◆ REQUIRED WORK ◆
Set down the data again word for word. Skip any pictures.

Natural language region descriptions
----
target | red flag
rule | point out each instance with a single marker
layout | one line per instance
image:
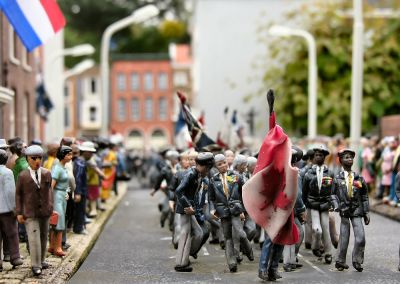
(269, 196)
----
◆ THE ANSWER ◆
target | red flag
rule | point out each instance with a single marker
layout | one line per instance
image:
(269, 196)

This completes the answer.